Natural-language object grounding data
▼▼▼
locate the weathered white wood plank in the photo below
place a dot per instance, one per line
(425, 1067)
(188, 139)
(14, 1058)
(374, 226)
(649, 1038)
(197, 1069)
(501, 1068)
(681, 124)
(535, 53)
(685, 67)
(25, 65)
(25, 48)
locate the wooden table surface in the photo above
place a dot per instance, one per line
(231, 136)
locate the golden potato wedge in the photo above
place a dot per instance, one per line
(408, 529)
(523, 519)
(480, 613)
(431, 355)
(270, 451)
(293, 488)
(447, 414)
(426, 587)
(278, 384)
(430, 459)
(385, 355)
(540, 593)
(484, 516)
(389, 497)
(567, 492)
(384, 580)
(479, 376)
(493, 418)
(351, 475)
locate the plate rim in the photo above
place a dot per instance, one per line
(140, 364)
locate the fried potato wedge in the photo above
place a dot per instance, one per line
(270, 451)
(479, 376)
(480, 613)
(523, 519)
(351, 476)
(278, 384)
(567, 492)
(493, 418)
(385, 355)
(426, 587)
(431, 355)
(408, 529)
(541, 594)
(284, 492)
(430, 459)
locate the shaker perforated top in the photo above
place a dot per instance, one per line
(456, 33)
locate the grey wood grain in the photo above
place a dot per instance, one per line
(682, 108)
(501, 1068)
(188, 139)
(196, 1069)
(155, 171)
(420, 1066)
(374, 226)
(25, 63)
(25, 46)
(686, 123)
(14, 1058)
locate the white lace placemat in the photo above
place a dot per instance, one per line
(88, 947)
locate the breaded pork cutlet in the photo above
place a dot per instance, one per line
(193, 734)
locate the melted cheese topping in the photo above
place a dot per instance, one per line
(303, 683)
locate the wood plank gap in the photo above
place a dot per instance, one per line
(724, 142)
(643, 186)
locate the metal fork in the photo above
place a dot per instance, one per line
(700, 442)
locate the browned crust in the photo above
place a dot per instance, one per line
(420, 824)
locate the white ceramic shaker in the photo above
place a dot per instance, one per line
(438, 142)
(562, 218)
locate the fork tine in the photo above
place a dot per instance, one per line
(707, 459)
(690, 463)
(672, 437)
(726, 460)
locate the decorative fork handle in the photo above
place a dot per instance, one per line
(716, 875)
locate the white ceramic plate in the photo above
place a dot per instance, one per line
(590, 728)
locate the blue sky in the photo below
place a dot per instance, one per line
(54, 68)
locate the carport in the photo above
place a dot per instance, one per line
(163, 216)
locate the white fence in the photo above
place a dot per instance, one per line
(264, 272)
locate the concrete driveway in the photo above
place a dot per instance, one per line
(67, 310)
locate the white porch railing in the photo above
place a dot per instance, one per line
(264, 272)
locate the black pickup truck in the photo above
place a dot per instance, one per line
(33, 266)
▲▲▲
Reproduce the data above exactly, leaving nothing out.

locate the weathered white wood plank in the photo below
place a dot per instance, one per line
(425, 1067)
(188, 139)
(14, 1058)
(374, 226)
(649, 1038)
(197, 1069)
(501, 1068)
(681, 124)
(535, 53)
(685, 67)
(25, 65)
(25, 48)
locate the wooden table surface in the photo above
place a dot per instance, one per line
(231, 136)
locate the golden potato wedge in the photo above
place a dot per instance, one per line
(408, 529)
(523, 519)
(480, 613)
(431, 355)
(270, 451)
(293, 488)
(447, 414)
(426, 587)
(278, 384)
(430, 459)
(385, 355)
(540, 593)
(484, 516)
(389, 497)
(567, 492)
(384, 580)
(479, 376)
(493, 418)
(351, 475)
locate the plate rim in the photo above
place a dot per instance, one per line
(140, 364)
locate the fried potato wedge in the photo above
place a dot per instance, one per line
(270, 451)
(479, 376)
(480, 613)
(523, 519)
(351, 476)
(278, 384)
(567, 492)
(493, 418)
(385, 355)
(426, 587)
(431, 355)
(408, 529)
(541, 594)
(284, 492)
(430, 459)
locate the shaker perforated top in the photo above
place a dot per instance, one per line
(456, 33)
locate the grey wood grain in the photo above
place a dot per instance, one per line
(682, 108)
(501, 1068)
(188, 139)
(196, 1069)
(155, 171)
(420, 1066)
(374, 226)
(25, 63)
(25, 46)
(686, 123)
(14, 1058)
locate the white lace placemat in the photo above
place a dot per instance, one per line
(88, 947)
locate the breaded pork cutlet in the photo above
place a dot per instance, one per line
(193, 734)
locate the melted cheese topping in the photo above
place a dot per instance, one per line
(303, 683)
locate the wood plank gap in the photo above
place a dot per instance, one per line
(724, 142)
(643, 186)
locate the metal fork in the photo above
place a dot per instance, one per line
(700, 442)
locate the browned crust in the photo above
place a dot per instance, one per line
(420, 824)
locate the white ceramic shaker in the photo above
place a dot per instance, one per line
(438, 142)
(562, 218)
locate the fork tine in the photo above
place a dot per instance, one per line
(707, 459)
(690, 463)
(672, 437)
(726, 460)
locate the decorative fork handle in the photo above
place a dot per instance, one per line
(716, 875)
locate the white ceramic plate in the photo above
place a dot per instance, one per line
(590, 728)
locate the blue sky in the photo below
place a dot per instance, one per line
(54, 68)
locate the carport in the photo above
place a dot per instance, one per line
(163, 216)
locate the white fence in the photo above
place a dot per instance, one per line
(264, 272)
locate the concrete driveway in the photo above
place a dot per instance, one per line
(67, 310)
locate the white porch railing in the photo above
place a dot per instance, one per line
(264, 272)
locate the black pickup truck in the photo above
place a dot per instance, one per line
(33, 266)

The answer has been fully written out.